# Anyone Else Got The Lug Nut Dvd Yet?



## Dreamtimers (Mar 7, 2005)

Just got a DVD from Keystone on how to Torque the lugnuts and it says that this info "takes precedent" over any info in the manuals. Hope to watch it this afternoon.

Also includes a free check from the dealer if you don't want to do it yourself.

Just wondering if anyone else has thiers yet?

Dreamtimers


----------



## dougdogs (Jul 31, 2004)

I haven't. But the first time I took off the lug nut covers, I decided to leave them off. They should give you a tool or something to get those suckers off!! (the covers, not the nuts)


----------



## tdvffjohn (Mar 10, 2005)

Curious as to what it says. Criss cross and torque to a recomended number. What could they do differently.

John


----------



## PDX_Doug (Nov 16, 2004)

This is the first time I have heard of it.

It is hard to imagine how you would fill up a DVD with info on lug nuts though!









I'll be looking forward to it!









Happy Trails,
Doug


----------



## W4DRR (May 17, 2005)

Would that be the Widescreen, director's cut edition, with bonus features?


----------



## djd1023 (Sep 29, 2003)

First I've heard of it too. Dreamtimers did you just recently purchase your Outback. Maybe they're just sending to new customers


----------



## HootBob (Apr 26, 2004)

I never heard of it either
Let us know what it says.

Don


----------



## huntr70 (Jul 8, 2005)

It's probably a disclaimer DVD..........

"We are not responsible if your lugnuts come off and your trailer gets trashed."

Steve


----------



## camping479 (Aug 27, 2003)

> Would that be the Widescreen, director's cut edition, with bonus features?


DTS would be nice. Big difference over dolby digital







.

On a serious note, I haven't heard of the dvd either. At my PDI I don't remember them saying anything either. Something as important as checking lug nuts should get a little more attention.


----------



## dougdogs (Jul 31, 2004)

I wonder how many owners read the little sticker that is attached above the wheelwell that tells you to check the tightness of the lugs every 50 miles for the first 200 miles??

I wonder how many owners that are clueless to lug issues will "flip out" when they recieve a DVD that tells them that they should have been checking thier lugs often??

I wonder if this DVD is not somehow lawsuit related??


----------



## vdub (Jun 19, 2004)

> I wonder how many owners read the little sticker that is attached above the wheelwell that tells you to check the tightness of the lugs every 50 miles for the first 200 miles??

• [WORK REQUIRED]
From the forum thread about the lug nut DVD, quote the part that opens with the words containing "## tdvffjohn (Mar" and closes with "heard of it.".

[Dataset entries]
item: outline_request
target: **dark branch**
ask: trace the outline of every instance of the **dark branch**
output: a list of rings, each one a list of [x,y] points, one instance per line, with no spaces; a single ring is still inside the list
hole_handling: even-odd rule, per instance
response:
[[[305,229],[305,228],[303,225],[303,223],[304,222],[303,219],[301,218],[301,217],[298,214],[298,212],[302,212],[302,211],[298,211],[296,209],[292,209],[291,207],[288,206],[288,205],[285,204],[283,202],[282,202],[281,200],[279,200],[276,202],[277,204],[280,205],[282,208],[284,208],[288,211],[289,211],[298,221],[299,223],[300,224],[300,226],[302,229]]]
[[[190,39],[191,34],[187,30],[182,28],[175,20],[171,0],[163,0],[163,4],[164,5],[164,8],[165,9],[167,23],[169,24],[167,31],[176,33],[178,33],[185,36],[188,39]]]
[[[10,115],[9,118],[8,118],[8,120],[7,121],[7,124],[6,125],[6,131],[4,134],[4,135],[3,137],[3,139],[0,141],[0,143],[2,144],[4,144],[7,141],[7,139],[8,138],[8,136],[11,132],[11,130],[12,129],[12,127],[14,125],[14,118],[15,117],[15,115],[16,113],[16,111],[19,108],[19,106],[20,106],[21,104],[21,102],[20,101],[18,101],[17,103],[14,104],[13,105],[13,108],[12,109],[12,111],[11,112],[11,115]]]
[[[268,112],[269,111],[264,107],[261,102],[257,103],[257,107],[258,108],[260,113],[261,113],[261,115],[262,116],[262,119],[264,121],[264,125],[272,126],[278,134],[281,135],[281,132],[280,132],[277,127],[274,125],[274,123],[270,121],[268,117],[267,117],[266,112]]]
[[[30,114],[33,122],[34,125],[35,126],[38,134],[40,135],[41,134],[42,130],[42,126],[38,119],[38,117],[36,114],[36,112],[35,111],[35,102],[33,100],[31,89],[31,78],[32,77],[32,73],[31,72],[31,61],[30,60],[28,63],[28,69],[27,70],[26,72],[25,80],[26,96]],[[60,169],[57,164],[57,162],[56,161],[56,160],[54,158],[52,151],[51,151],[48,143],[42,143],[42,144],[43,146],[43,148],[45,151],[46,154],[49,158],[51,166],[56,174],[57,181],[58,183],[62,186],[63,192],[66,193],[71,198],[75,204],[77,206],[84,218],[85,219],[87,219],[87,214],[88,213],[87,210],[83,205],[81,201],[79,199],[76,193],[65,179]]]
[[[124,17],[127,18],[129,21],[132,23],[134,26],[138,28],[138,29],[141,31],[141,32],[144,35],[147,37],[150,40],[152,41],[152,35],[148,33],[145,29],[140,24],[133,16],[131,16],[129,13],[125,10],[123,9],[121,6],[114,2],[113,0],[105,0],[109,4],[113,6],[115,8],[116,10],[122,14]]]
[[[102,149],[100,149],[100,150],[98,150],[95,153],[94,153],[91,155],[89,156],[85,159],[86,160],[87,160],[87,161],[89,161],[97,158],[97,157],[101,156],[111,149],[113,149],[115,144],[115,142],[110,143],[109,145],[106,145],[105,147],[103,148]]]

* * *

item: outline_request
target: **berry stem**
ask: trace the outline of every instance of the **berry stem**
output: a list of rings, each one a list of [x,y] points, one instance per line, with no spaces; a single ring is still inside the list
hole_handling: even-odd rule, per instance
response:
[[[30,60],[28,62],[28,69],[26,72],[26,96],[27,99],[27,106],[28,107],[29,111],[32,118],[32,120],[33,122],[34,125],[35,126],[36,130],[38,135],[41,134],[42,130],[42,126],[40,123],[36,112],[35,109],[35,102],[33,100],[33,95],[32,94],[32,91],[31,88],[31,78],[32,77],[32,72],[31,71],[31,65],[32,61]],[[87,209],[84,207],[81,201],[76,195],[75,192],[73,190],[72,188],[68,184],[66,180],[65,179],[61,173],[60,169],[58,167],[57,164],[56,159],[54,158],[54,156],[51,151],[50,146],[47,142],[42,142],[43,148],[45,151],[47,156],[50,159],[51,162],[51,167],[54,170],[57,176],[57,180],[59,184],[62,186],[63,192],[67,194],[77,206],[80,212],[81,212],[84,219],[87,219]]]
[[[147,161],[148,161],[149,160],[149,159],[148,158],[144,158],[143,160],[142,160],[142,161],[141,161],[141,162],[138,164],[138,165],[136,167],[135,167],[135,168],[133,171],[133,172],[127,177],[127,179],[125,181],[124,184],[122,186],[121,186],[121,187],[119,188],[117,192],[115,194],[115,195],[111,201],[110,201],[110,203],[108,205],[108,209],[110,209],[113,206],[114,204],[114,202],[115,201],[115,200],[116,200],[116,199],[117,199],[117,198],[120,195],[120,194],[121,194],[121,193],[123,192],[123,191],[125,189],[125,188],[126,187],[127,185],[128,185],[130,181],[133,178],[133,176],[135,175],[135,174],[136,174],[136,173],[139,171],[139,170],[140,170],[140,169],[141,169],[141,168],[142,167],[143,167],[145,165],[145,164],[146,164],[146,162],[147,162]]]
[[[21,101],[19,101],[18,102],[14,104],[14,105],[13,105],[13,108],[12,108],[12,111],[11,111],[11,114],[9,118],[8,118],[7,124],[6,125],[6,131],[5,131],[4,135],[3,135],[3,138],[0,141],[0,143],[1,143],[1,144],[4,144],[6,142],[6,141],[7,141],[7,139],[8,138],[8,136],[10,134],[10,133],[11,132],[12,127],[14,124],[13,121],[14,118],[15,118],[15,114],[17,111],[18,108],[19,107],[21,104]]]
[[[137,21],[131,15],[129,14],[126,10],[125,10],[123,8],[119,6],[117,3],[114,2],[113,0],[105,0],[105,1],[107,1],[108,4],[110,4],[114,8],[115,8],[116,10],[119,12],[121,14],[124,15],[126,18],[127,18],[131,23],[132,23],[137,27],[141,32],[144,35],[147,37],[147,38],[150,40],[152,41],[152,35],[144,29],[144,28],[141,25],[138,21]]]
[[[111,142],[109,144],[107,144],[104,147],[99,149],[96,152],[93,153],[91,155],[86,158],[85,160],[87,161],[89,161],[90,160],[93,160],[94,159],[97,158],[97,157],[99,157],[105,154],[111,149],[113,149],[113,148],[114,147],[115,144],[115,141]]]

• [EXERCISE OUTPUT]
## tdvffjohn (Mar 10, 2005)

Curious as to what it says. Criss cross and torque to a recomended number. What could they do differently.

John


----------



## PDX_Doug (Nov 16, 2004)

This is the first time I have heard of it.